▶ **Records for the task**:
____
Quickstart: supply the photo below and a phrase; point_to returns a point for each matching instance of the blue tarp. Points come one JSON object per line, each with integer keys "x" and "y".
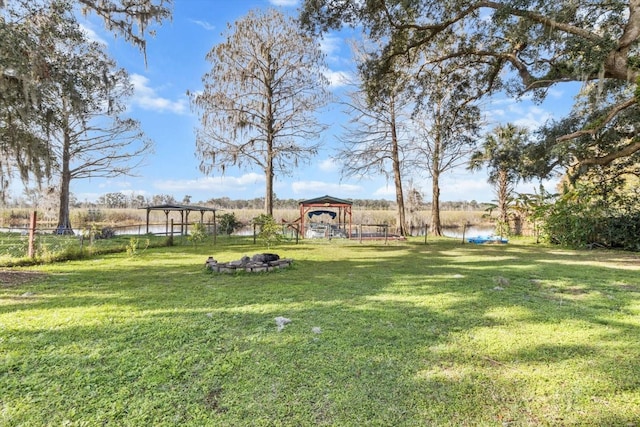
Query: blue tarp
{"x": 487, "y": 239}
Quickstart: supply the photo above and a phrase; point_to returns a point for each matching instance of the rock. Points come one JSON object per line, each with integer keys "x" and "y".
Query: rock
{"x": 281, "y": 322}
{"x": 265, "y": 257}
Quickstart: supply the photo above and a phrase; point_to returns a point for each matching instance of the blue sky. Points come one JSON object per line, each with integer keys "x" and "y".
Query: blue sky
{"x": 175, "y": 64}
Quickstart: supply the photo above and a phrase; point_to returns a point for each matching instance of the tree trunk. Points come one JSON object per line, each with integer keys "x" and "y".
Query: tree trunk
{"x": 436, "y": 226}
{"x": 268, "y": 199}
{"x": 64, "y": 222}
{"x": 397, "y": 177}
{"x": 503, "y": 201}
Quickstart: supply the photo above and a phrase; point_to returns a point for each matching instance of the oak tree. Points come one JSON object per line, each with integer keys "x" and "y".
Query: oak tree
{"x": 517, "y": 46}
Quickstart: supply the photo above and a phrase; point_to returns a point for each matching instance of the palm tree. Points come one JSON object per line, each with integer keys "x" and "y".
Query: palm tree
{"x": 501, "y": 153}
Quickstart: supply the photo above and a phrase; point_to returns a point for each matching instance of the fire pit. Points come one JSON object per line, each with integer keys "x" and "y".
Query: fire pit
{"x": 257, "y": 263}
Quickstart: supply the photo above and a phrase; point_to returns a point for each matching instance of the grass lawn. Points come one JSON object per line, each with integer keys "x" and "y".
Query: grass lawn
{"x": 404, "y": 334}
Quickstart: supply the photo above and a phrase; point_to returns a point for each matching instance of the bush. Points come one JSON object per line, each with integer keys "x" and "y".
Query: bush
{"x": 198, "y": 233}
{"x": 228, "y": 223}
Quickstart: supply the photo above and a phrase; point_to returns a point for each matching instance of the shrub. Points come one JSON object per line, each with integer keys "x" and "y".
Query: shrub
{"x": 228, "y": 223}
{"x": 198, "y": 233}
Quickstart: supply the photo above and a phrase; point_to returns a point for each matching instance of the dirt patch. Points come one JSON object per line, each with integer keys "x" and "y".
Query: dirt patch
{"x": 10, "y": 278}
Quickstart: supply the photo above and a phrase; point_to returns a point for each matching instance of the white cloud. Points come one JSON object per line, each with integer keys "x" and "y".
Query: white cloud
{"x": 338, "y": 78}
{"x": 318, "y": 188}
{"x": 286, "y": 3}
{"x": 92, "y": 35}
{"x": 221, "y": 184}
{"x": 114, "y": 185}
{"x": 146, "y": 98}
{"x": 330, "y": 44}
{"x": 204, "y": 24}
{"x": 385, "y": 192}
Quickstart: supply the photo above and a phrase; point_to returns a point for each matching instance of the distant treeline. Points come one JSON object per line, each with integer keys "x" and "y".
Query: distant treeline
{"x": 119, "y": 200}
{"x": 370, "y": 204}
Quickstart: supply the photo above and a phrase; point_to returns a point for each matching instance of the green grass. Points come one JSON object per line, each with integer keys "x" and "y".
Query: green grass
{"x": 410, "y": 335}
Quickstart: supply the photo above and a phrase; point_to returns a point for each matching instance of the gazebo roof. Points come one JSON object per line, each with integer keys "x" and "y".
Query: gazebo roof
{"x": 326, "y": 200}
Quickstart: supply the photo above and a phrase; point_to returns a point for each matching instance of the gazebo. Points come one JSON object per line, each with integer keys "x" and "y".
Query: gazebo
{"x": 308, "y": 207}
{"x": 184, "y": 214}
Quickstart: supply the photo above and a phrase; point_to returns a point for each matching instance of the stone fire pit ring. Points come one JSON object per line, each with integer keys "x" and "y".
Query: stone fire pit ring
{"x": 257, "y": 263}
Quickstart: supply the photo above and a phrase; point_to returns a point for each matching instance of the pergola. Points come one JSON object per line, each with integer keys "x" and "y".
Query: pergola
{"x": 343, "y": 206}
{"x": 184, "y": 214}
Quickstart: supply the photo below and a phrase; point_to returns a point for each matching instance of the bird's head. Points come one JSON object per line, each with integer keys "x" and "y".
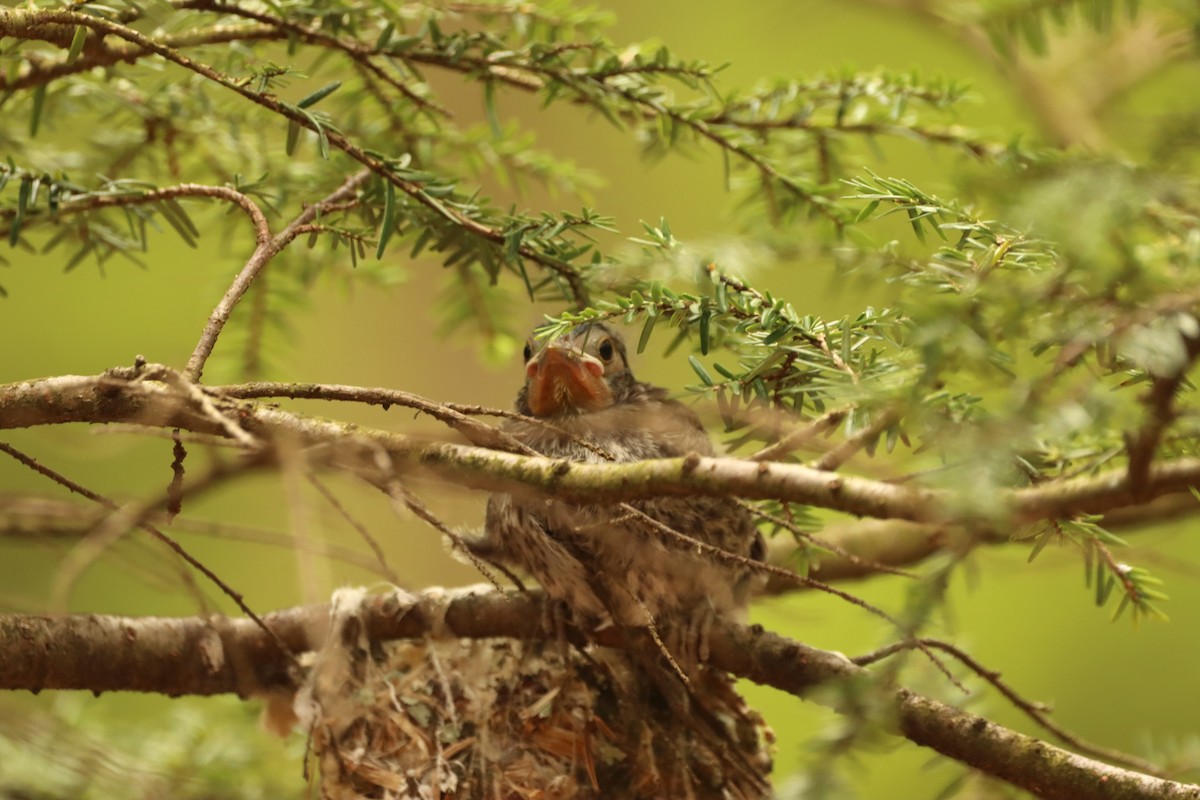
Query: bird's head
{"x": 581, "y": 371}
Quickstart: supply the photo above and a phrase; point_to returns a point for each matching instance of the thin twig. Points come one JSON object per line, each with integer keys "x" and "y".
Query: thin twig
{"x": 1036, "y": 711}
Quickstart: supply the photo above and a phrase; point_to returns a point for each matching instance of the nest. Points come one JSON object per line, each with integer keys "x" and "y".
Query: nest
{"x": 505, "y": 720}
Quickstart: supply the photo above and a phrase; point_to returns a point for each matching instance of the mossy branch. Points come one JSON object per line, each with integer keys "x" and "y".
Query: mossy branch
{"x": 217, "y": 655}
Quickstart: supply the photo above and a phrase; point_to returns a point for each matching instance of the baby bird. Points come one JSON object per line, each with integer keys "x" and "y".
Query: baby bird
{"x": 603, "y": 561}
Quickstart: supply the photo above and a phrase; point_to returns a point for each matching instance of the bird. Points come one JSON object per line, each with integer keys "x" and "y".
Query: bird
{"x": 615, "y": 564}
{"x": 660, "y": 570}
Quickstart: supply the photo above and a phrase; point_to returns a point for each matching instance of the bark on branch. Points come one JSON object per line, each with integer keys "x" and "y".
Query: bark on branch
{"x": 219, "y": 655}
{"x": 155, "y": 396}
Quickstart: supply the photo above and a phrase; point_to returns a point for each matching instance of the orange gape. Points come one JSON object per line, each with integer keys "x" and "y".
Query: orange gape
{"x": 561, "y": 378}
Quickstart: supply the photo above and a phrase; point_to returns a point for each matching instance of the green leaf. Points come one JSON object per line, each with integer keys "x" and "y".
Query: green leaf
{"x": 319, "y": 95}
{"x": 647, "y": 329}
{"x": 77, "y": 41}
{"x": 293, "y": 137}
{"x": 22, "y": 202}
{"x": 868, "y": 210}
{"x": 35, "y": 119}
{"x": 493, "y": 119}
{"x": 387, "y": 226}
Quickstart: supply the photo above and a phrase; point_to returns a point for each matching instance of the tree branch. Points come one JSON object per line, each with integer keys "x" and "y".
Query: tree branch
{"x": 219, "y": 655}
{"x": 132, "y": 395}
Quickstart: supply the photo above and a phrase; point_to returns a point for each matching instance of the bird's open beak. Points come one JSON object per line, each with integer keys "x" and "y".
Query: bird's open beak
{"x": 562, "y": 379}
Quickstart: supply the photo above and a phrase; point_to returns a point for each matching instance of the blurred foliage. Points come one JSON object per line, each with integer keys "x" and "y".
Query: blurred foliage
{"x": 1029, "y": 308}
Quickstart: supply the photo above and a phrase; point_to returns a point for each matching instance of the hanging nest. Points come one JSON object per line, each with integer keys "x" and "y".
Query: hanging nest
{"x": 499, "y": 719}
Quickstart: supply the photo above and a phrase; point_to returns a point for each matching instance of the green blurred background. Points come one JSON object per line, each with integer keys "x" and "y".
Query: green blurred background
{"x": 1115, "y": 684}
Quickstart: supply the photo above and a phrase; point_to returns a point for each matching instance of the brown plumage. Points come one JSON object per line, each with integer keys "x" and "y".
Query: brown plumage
____
▶ **Required work**: Can you restate all the records above word for word while dropping the pictures?

▶ **Result of the exercise**:
Quickstart: supply the photo below and a phrase; point_to returns a point for each matching instance of the blue tarp. Points come one JSON object per line, each with integer keys "x" and "y".
Query: blue tarp
{"x": 487, "y": 239}
Quickstart: supply the photo above and a phrase; point_to returns a point for each matching instance of the rock. Points come one JSON object per line, each with integer keys "x" and "y".
Query: rock
{"x": 281, "y": 322}
{"x": 265, "y": 257}
Quickstart: supply the photo above and a phrase; point_to returns a point for each matching instance of the blue sky. Points come one JSON object per line, each with integer keys "x" and "y".
Query: blue sky
{"x": 175, "y": 64}
Quickstart: supply the photo above and a phrase; point_to returns a point for each matching instance of the tree trunk. Points come one JSON object per line, each with integer keys "x" and "y".
Query: tree trunk
{"x": 436, "y": 226}
{"x": 268, "y": 199}
{"x": 64, "y": 222}
{"x": 397, "y": 177}
{"x": 503, "y": 201}
Quickstart: supply the photo above and a phrase; point_to returns a point for each matching instance of the oak tree. Points come one JSON object per line, each with integer keys "x" and "y".
Query: oak tree
{"x": 517, "y": 46}
Quickstart: supply the photo above and a phrase; point_to returns a point for each matching instance of the palm tree. Points come one JSON object per line, each with integer keys "x" and "y".
Query: palm tree
{"x": 501, "y": 153}
Quickstart: supply the photo above and a phrase; point_to returns a point for each matching instance of the fire pit. Points come one JSON object per line, each with integer keys "x" and "y".
Query: fire pit
{"x": 257, "y": 263}
Quickstart: supply the photo above and a phrase; point_to returns a point for each matching instance of the grass lawn. Points come one JSON object per line, each with integer keys "x" and "y".
Query: grass lawn
{"x": 404, "y": 334}
Quickstart: supply the photo above and a phrase; point_to returns a point for each matching instance of the bush. Points come one JSON object per line, each with integer keys "x" and "y".
Query: bush
{"x": 198, "y": 233}
{"x": 228, "y": 223}
Quickstart: supply the photo above and a phrase; point_to returns a point for each matching instance of the shrub. Points come one JSON object per line, each with integer keys "x" and "y".
Query: shrub
{"x": 228, "y": 223}
{"x": 198, "y": 233}
Quickstart: supply the photo above and a phrase; point_to returns a point for each matching instance of the dirt patch. Points come one JSON object per line, each with integer keys "x" and "y".
Query: dirt patch
{"x": 10, "y": 278}
Quickstart: supply the photo above and a phrase; point_to returns a point for each matching instance of the white cloud. Points come one JSON object per line, each with integer keys "x" and "y".
Query: white cloud
{"x": 338, "y": 78}
{"x": 318, "y": 188}
{"x": 286, "y": 3}
{"x": 92, "y": 35}
{"x": 221, "y": 184}
{"x": 114, "y": 185}
{"x": 146, "y": 98}
{"x": 330, "y": 44}
{"x": 204, "y": 24}
{"x": 385, "y": 192}
Quickstart: supply the photo above and a phrase; point_to returns a point for each matching instance of the distant treeline. Points come one JSON object per line, each with integer keys "x" and "y".
Query: distant treeline
{"x": 119, "y": 200}
{"x": 370, "y": 204}
Quickstart: supply the photo above and a phrase; point_to returns a point for each matching instance of the green grass. Points come one JSON object per line, each with integer keys "x" and "y".
Query: green grass
{"x": 410, "y": 335}
Quickstart: supply the photo above and a phrase; point_to returns a point for each matching instance of the gazebo roof. Points come one JSON object per line, each with integer keys "x" and "y".
Query: gazebo roof
{"x": 326, "y": 200}
Quickstart: supply the photo above and a phrase; point_to returns a point for each matching instance of the gazebo. Points come one JSON object per line, each with integer keys "x" and "y".
Query: gazebo
{"x": 308, "y": 207}
{"x": 184, "y": 214}
Quickstart: supply the photo above and a phrase; point_to returns a point for each matching instance of the stone fire pit ring. Points come one JSON object per line, each with integer keys "x" and "y".
Query: stone fire pit ring
{"x": 257, "y": 263}
Quickstart: supply the photo above and a phrase; point_to returns a point for each matching instance of the pergola. Points come one JSON object per line, each with integer keys "x" and "y".
Query: pergola
{"x": 343, "y": 206}
{"x": 184, "y": 214}
Quickstart: supply the photo below and a phrase; point_to returns a point for each matching instance of the bird's head. Points come one JSON object per line, each with integer keys "x" and "y".
Query: bird's head
{"x": 581, "y": 371}
Quickstart: supply the photo above and a phrase; point_to returns a point for each matching instance of the thin twig. Points come one JSON object per line, each with integer keys "x" and "y".
Query: thin twig
{"x": 1036, "y": 711}
Quickstart: supply the photo above and a phrase; point_to returns a point for each matching instance of the nest. Points come one JSON object per line, each with integer keys "x" and "y".
Query: nest
{"x": 505, "y": 720}
Quickstart: supply the photo above and a phrase; point_to returns a point for each matching instance of the mossy branch. Points come one JSON object per line, each with integer keys "x" and "y".
Query: mossy branch
{"x": 217, "y": 655}
Quickstart: supply the photo above and a phrase; point_to returns a point for each matching instance of the baby bird. Points come one JSON object per line, each with integer keys "x" and "y".
Query: baby bird
{"x": 603, "y": 561}
Quickstart: supply the photo above and a phrase; point_to returns a point for each matching instance of the bird. Points come one JSON object per line, each with integer keys "x" and "y".
Query: bird
{"x": 615, "y": 564}
{"x": 660, "y": 570}
Quickstart: supply the photo above and a phrase; point_to returns a point for each matching instance of the bark on branch. Points come one JSON object per line, each with integer keys "x" and "y".
Query: bark on branch
{"x": 219, "y": 655}
{"x": 155, "y": 396}
Quickstart: supply the photo above and a phrase; point_to returns a point for each matching instance of the orange gape. Points come one JSON object per line, each with integer keys "x" and "y".
Query: orange gape
{"x": 561, "y": 378}
Quickstart: supply the photo above and a phrase; point_to returns a point for each matching instance of the green leaf. Points come one JSON object per line, each with integer keys "x" and "y".
Query: green leaf
{"x": 319, "y": 95}
{"x": 647, "y": 329}
{"x": 77, "y": 41}
{"x": 293, "y": 137}
{"x": 22, "y": 202}
{"x": 868, "y": 210}
{"x": 35, "y": 119}
{"x": 493, "y": 119}
{"x": 387, "y": 226}
Quickstart: supply the photo above and a phrase; point_to returns a point for each matching instance of the tree branch. Points come one JSON object per line, each with integer keys "x" and "y".
Query: tree branch
{"x": 219, "y": 655}
{"x": 132, "y": 395}
Quickstart: supply the photo above and a phrase; point_to returns a point for each matching instance of the bird's open beak. Points come one JSON object per line, each with integer keys "x" and "y".
Query: bird's open beak
{"x": 562, "y": 379}
Quickstart: supply the photo above and a phrase; point_to returns a point for each matching instance of the blurred foliage. Points come one JSON object per line, each with integer keys "x" and "y".
Query: blurred foliage
{"x": 1029, "y": 308}
Quickstart: supply the photo above and a phrase; point_to returns a point for each matching instance of the hanging nest. Points come one JSON object per line, each with integer keys "x" and "y".
Query: hanging nest
{"x": 499, "y": 719}
Quickstart: supply the photo above and a phrase; point_to returns a point for each matching instance of the green blurred background. Points come one JSON object per line, each with integer keys "x" and "y".
Query: green blurred background
{"x": 1115, "y": 684}
Quickstart: supply the photo above and a phrase; point_to returns a point for each matching instance of the brown plumage. Points come one JSON object per line, each with integer keys "x" and "y".
Query: brown plumage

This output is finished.